Il avait pour objectif de distinguer l'excellence dans la gouvernance territoriale en primant les meilleures pratiques et innovations dans ce domaine.
Les meilleures pratiques et innovations étaient à rechercher dans les six thèmes suivants :
(i) Participation et engagement des citoyens et communautés ;
(ii) Transparence et reddition des comptes ;
(iii) Inclusion, égalité et équité ;
(iv) Efficience et efficacité budgétaires ;
(v) Solidarité et assistance aux communautés vulnérables ;
(vi) Territorialisation des politiques publiques et agendas internationaux de développement.
Un comité de pilotage pour le management du prix et un comité scientifiques de sélection des récipiendaires, ont été mis en place.
A l'issue de la compétition, cinq collectivités territoriales ont obtenu le prix d'excellence. Le conseil départemental de Kaolack a eu deux prix portant, l'un sur la participation et l'engagement citoyen, et l'autre sur la territorialisation des politiques publiques. Les quatre autres collectivités ont reçu chacune un prix sur un thème spécifique. Il s'agit de la Ville de Thiès sur la transparence et la reddition des comptes, de la commune de Pikine sur l'inclusion, l'égalité et l'équité, de la commune de Passy sur l'efficacité et l'efficience budgétaire et, du conseil départemental de Tivaouane sur la solidarité et l'assistance aux communautés vulnérables.
Le processus de sélection est parti de quatre-vingt-deux participants parmi lesquels, vingt-sept ont été nominés et dix-huit primés dont six prix d'excellence. La commune de Sandiara a eu le deuxième prix sur le thème solidarité et assistance aux communautés vulnérables pour son projet "Course contre la Soif", et le troisième prix pour son projet "Création de la zone industrielle" sur le thème territorialisation des politiques publiques.
Les deux autres prix sont allés aux média pour un film documentaire et un article de presse. La bourse de recherche n'a pas été attribuée.
Etant entendu que ce prix sera institutionnalisé et célébré le 10 août de chaque année, il semble utile d'interroger chaque pratique et innovation primée afin de saisir sa pertinence par rapport au thème traité, et la raison pour laquelle, elle constitue la meilleure application possible du thème concerné. Il s'agit après la cérémonie de remise des prix, d'isoler les forces et les faiblesses de l'expérience afin de mieux préparer les éditions à venir.
=====
• **OBJECTIF**
Poursuivez le texte sur le prix d'excellence en gouvernance territoriale à partir de sa dernière phrase. Les items ci-dessous ne font pas partie du texte sur le prix d'excellence en gouvernance territoriale.

• **Données d'étiquetage par coordonnées**
=====
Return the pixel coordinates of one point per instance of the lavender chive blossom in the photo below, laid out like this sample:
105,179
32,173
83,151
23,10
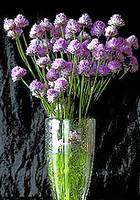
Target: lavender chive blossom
21,21
43,61
18,73
36,47
85,20
37,86
116,20
74,46
60,20
52,94
111,31
58,63
60,45
98,28
52,74
37,31
61,84
114,65
132,41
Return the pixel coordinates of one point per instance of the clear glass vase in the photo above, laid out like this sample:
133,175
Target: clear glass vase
69,148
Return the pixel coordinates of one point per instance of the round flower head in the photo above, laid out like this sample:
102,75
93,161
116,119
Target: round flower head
85,20
67,69
21,21
36,47
58,63
84,36
98,28
132,41
52,94
94,42
111,31
61,84
116,42
74,46
55,32
8,24
43,61
18,73
37,87
60,19
60,45
46,24
37,31
114,65
16,32
127,50
72,26
116,20
104,70
52,74
100,52
134,64
84,67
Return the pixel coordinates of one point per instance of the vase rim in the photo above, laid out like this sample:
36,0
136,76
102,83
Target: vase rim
76,118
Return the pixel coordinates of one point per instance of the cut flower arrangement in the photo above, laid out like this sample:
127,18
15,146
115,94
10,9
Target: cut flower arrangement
71,62
67,65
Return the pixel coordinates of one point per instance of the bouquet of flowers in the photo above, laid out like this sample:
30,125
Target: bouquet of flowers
71,61
68,64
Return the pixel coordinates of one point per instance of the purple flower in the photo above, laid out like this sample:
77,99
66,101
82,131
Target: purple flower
61,84
67,69
134,64
116,20
52,94
84,67
85,20
116,42
60,45
132,41
37,87
114,65
94,42
16,32
104,70
127,50
52,74
100,52
58,63
43,61
98,28
72,26
8,24
111,31
18,73
74,46
46,24
84,36
37,31
60,19
36,47
84,51
55,32
21,21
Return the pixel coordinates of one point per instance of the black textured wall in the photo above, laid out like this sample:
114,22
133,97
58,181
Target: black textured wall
23,174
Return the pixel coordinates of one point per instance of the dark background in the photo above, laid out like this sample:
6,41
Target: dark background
116,174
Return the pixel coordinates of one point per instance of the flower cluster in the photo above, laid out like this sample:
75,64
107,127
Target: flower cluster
73,58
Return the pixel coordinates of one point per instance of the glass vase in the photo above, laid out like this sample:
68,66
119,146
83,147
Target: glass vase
69,150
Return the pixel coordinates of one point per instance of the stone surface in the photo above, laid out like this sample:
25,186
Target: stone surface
116,174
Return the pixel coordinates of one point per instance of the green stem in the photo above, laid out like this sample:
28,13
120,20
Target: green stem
21,52
92,89
81,97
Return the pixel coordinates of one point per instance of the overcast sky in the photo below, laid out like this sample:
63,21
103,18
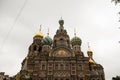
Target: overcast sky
96,21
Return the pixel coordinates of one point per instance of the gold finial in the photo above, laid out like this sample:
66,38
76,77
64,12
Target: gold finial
48,32
74,32
89,50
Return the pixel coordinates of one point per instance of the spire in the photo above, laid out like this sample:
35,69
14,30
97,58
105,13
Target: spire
90,54
89,50
48,32
74,32
61,22
40,28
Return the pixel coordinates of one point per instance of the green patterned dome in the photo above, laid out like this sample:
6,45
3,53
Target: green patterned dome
47,41
61,21
76,41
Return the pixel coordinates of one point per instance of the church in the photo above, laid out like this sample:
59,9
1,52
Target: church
59,58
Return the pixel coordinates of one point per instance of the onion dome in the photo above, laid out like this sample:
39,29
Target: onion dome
76,41
47,41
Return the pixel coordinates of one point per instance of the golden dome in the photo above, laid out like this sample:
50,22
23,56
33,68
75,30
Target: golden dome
40,34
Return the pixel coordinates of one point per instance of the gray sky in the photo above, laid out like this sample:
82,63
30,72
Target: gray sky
96,21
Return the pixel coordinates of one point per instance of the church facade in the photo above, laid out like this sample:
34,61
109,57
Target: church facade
59,58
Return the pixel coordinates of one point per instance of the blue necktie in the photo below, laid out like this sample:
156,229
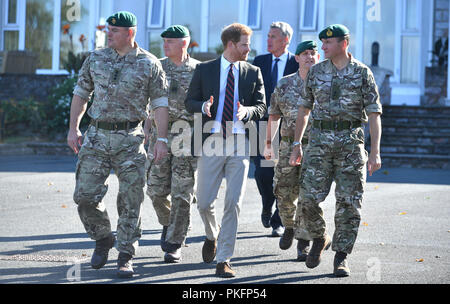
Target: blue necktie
275,74
227,114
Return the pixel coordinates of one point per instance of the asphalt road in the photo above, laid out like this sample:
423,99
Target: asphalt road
404,235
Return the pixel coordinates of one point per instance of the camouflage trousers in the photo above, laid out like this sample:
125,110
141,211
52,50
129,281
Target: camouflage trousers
102,151
286,185
339,157
174,176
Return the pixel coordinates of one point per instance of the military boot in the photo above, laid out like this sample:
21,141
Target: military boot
173,254
341,268
302,250
314,256
287,239
125,265
102,247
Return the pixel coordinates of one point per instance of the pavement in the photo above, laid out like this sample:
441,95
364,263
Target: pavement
404,237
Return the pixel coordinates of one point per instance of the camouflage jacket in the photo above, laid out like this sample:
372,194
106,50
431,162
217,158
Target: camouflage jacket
285,102
350,94
178,79
123,87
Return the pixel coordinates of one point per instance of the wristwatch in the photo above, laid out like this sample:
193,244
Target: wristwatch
164,140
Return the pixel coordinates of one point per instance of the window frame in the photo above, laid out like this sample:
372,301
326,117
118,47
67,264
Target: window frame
160,24
256,26
302,26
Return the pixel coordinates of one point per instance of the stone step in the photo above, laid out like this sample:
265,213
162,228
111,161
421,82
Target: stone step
416,129
30,148
427,120
396,160
421,138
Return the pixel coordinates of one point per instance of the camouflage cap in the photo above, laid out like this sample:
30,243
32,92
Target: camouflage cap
122,19
334,30
305,45
176,31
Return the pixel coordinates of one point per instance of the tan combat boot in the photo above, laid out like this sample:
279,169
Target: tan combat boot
318,246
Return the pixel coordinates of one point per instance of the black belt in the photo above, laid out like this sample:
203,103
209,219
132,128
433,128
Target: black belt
291,140
114,126
336,125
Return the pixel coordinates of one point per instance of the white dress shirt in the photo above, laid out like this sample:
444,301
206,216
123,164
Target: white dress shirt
238,126
281,64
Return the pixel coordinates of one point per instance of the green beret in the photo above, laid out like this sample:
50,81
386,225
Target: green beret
305,45
122,19
175,31
334,30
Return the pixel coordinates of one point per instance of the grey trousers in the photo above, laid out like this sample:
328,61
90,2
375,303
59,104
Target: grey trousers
232,163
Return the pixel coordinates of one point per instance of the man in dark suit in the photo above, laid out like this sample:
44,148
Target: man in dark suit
228,92
278,63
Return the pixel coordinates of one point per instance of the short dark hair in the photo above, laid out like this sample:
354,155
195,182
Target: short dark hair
233,32
345,37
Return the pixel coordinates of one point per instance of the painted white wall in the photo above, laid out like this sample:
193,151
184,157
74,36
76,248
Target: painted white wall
287,11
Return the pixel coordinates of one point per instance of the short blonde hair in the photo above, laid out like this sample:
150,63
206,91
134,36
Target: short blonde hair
233,32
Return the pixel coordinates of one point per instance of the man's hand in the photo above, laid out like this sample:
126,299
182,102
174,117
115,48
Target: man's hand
374,163
242,112
269,153
296,156
74,140
147,135
160,151
207,106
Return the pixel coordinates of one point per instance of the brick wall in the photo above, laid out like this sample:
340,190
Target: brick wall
35,87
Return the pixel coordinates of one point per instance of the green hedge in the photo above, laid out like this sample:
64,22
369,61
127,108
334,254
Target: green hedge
46,119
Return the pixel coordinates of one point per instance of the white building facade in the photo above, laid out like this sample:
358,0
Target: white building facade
405,29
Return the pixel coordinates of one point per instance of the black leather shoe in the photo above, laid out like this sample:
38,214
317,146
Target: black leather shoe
125,266
224,270
319,245
277,232
163,239
287,239
209,250
265,218
340,264
102,247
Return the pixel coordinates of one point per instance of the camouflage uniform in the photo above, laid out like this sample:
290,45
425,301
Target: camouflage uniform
123,87
337,155
174,175
284,102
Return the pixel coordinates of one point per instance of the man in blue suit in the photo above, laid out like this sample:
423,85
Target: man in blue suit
278,63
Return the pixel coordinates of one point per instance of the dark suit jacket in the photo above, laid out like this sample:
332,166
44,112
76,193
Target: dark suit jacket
206,82
264,62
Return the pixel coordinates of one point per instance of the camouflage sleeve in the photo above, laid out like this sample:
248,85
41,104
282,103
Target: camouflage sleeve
306,98
371,97
158,87
85,85
274,108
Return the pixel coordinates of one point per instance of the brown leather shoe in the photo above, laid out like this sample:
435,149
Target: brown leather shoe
287,239
302,250
340,263
224,270
314,256
209,250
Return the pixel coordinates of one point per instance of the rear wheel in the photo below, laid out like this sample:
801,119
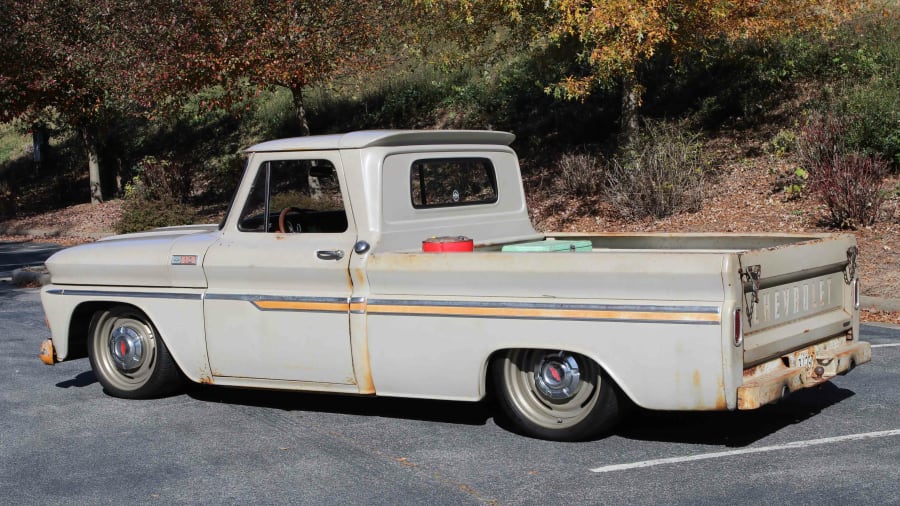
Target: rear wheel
128,357
555,395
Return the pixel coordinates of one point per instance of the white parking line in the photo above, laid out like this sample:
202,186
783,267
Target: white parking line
745,451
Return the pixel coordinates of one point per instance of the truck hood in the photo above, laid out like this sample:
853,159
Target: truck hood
165,257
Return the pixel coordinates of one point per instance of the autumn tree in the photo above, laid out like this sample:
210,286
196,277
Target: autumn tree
86,61
618,37
290,44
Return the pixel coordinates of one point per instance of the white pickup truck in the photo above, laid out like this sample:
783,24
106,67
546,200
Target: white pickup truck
403,263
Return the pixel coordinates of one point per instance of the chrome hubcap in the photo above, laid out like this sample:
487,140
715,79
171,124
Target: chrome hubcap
557,376
126,348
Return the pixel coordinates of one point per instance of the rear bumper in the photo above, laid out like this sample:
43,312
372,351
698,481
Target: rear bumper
773,380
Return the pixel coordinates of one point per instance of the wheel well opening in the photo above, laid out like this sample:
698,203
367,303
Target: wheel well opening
80,326
492,363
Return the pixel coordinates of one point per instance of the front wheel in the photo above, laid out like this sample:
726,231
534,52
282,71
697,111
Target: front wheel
128,357
555,395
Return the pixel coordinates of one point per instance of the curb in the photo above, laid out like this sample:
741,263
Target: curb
879,303
52,233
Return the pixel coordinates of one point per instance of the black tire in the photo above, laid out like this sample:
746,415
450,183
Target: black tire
128,356
555,395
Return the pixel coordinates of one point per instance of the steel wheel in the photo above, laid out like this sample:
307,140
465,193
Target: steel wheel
554,394
128,357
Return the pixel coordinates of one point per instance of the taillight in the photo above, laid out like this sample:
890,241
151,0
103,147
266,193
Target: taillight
738,328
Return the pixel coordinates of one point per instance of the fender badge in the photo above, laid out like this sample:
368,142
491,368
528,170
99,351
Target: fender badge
184,259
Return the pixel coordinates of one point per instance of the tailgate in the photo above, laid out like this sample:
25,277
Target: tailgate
798,294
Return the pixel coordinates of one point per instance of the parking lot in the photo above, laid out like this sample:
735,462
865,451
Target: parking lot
64,441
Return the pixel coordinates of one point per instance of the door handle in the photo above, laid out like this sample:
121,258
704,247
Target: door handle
336,254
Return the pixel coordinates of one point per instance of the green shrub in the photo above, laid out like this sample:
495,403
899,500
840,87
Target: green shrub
580,174
660,174
784,142
141,213
875,107
792,183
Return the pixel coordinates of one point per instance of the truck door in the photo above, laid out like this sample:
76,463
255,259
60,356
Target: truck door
277,305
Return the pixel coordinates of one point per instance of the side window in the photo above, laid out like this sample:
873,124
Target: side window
449,182
295,196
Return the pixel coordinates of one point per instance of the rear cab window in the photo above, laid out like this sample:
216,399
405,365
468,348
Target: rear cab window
451,182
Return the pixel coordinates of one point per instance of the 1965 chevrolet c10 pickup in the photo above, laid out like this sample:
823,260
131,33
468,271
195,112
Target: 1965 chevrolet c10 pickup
345,265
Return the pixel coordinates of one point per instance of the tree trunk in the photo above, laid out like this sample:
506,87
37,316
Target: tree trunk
299,110
90,146
632,93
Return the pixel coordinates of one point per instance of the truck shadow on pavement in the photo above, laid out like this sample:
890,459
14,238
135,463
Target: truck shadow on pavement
464,413
84,379
731,428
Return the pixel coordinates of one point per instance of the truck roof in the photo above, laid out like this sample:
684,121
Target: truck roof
369,138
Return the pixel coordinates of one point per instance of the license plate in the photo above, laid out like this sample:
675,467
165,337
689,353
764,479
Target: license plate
804,359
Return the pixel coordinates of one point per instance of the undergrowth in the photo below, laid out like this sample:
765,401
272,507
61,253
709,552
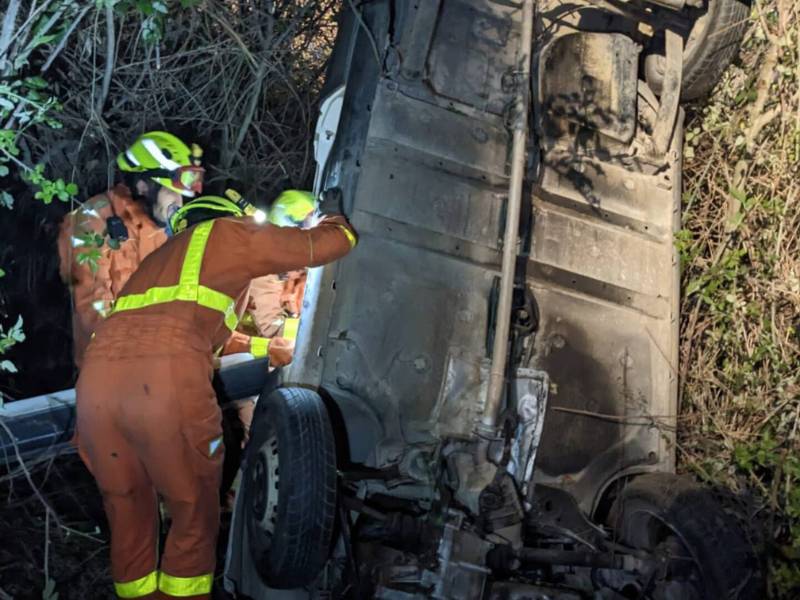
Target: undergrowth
740,249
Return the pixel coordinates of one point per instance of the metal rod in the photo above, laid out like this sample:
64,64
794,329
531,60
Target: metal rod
520,131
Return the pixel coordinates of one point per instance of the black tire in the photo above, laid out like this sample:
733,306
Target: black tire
665,512
290,487
712,45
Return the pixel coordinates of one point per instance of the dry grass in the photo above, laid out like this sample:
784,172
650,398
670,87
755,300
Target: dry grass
740,351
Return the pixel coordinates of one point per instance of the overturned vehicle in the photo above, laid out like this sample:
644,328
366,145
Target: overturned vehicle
483,398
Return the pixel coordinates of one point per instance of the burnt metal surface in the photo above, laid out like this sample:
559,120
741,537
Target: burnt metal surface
406,313
603,268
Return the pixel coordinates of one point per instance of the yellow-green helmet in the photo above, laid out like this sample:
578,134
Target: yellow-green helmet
211,207
292,208
167,160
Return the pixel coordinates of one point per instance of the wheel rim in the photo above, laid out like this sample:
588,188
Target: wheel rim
680,574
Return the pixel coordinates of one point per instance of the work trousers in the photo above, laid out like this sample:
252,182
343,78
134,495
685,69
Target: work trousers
150,427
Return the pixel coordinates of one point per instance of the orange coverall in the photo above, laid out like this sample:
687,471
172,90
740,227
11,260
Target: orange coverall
148,420
93,293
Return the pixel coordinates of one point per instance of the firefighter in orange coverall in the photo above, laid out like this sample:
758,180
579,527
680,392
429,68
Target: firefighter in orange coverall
158,171
148,421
=====
• **RÉSULTAT DE L'EXERCICE**
La participation et l'engagement citoyen c'est connu, sont suscités et entretenus par un leadership fort qui, lui-même, est sous-tendu par un rêve qui renvoie à l'image que le leader se fait du résultat futur de son action. Ainsi, par son charisme et sa crédibilité, il mobilise et suscite l'espoir. Cet espoir prend souvent source dans des succès que lui-même a engrangés dans la résolution de problèmes majeurs de ses concitoyens. Il peut s'agir de trouver une solution pertinente à un problème d'intérêt local partagé comme construire une école, un poste de santé ou fournir de l'eau potable à une population qui en a besoin, entre autres. C'est peut-être le cas pour le président du conseil départemental de Kaolack qui a été primé pour l'application du budget participatif.
Le budget participatif rappelons-le, est "un processus de démocratie directe dans lequel des citoyens peuvent affecter une partie du budget de leur collectivité territoriale, généralement à des projets d'investissement". Née en 1989 à Porto Alegre au Brésil, cette innovation démocratique s'est diffusée à travers le monde. Il repose entre autres sur les principes de solidarité permettant d'orienter les ressources vers les populations les plus défavorisées, la transparence qui assure un meilleur partage de l'information et la participation qui favorise l'implication des différentes catégories d'acteurs dans le processus décisionnel.
Ce budget participatif donc, est un processus impliquant dans ses différentes phases d'élaboration, l'ensemble des catégories d'acteurs. A cette occasion, ces acteurs découvrent les potentialités et possibilités de recettes de leur collectivité, mais également prennent conscience des contraintes et défis à relever. Sensibilisés, ces acteurs sont alors enclins à participer aux solutions retenues. Ces solutions portent dans la plupart des cas sur les stratégies de maîtrise et de mobilisation des ressources, mais également sur leur répartition selon les principes d'équité et de solidarité
L'on remarquera néanmoins, que ce processus est long, parfois fastidieux et budgétivore. Rarement une collectivité le prend en charge pour l'élaboration de son budget. Souvent, le coût est supporté par un ou plusieurs partenaires.
. Dans la maîtrise et la mobilisation des ressources, l'absence de fiscalité locale propre pour le conseil départemental est un handicap majeur. En l'espèce, il est tributaire des ressources de transfert de l'Etat dont il a une faible emprise. Pour accroitre ses ressources budgétaires, il ne peut compter que sur la coopération décentralisée et le partenariat. Sous ce rapport, la question est quelle incidence significative du budget participatif sur l'essor du conseil départemental ?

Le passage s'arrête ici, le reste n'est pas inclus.